[FRAGMENTO DEL TEXTO]
# # # # #
En general, las tensiones internas que produce el capitalismo son manejadas por los Estados mediante la represión, pero sobre todo integrando a amplias capas sociales a través del gasto social o la redistribución, lo que garantiza en buena medida la estabilidad del sistema. Sin embargo, y aunque exista debate entre los economistas, los límites que está encontrando el capital para seguir produciendo beneficio hacen que esta posibilidad sea cada vez más reducida. Su avance sobre las condiciones de vida ha sido implacable desde el ascenso del neoliberalismo y la incapacidad del sistema de seguir integrando es garantía de que más segmentos sociales queden descolgados. Su traducción política es una incógnita, pueden constituir el germen de revueltas futuras, pero también de la antipolítica que acabe apoyando a partidos incendiarios que dicen que van a transformar todo de raíz.
# # # # #
[Registros de anotación por puntos]

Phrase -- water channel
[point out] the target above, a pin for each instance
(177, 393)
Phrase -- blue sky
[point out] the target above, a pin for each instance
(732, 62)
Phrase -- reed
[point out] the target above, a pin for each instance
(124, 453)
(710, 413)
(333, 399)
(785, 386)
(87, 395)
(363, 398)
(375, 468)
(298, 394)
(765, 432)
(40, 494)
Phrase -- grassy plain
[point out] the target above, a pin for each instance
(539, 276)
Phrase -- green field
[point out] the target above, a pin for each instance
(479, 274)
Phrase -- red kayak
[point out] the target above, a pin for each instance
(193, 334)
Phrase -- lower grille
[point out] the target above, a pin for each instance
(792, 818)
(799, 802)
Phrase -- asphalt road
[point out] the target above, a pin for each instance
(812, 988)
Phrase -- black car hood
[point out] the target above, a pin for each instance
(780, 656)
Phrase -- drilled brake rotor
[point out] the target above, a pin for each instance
# # # # #
[INSTRUCCIONES]
A) ¿Puedes reescribir todos los registros sustituyendo "a pin for each instance" por "one pin per instance" y dejando todo lo demás igual?
B) ¿Puedes retomar el texto sobre las tensiones internas del capitalismo y seguirlo a partir de su última oración?

[RESPUESTAS]
A)
Phrase -- water channel
[point out] the target above, one pin per instance
(177, 393)
Phrase -- blue sky
[point out] the target above, one pin per instance
(732, 62)
Phrase -- reed
[point out] the target above, one pin per instance
(124, 453)
(710, 413)
(333, 399)
(785, 386)
(87, 395)
(363, 398)
(375, 468)
(298, 394)
(765, 432)
(40, 494)
Phrase -- grassy plain
[point out] the target above, one pin per instance
(539, 276)
Phrase -- green field
[point out] the target above, one pin per instance
(479, 274)
Phrase -- red kayak
[point out] the target above, one pin per instance
(193, 334)
Phrase -- lower grille
[point out] the target above, one pin per instance
(792, 818)
(799, 802)
Phrase -- asphalt road
[point out] the target above, one pin per instance
(812, 988)
Phrase -- black car hood
[point out] the target above, one pin per instance
(780, 656)
Phrase -- drilled brake rotor
[point out] the target above, one pin per instance

B)
Una interpretación de la emergencia de estos actores ultras es la de que son una respuesta radical, e incluso en ocasiones violenta, a este contexto generalizado de crisis que busca aumentar la explotación —de los recursos naturales o la mano de obra como vía para aumentar la rentabilidad perdida— y que aparece como única posibilidad ante este estancamiento en Europa. ¿Cómo hacer esto sin mayores dosis de autoritarismo? Todo ello mientras muchos consensos que garantizaban una cierta paz social han sido destruidos en las décadas pasadas. ¿Pero realmente tienen estas extremas derechas un proyecto alternativo para salir de la larga crisis en la que estamos insertos? ¿Uno que pueda funcionar acompañado de su autoritarismo y de un refuerzo de las desigualdades de clase?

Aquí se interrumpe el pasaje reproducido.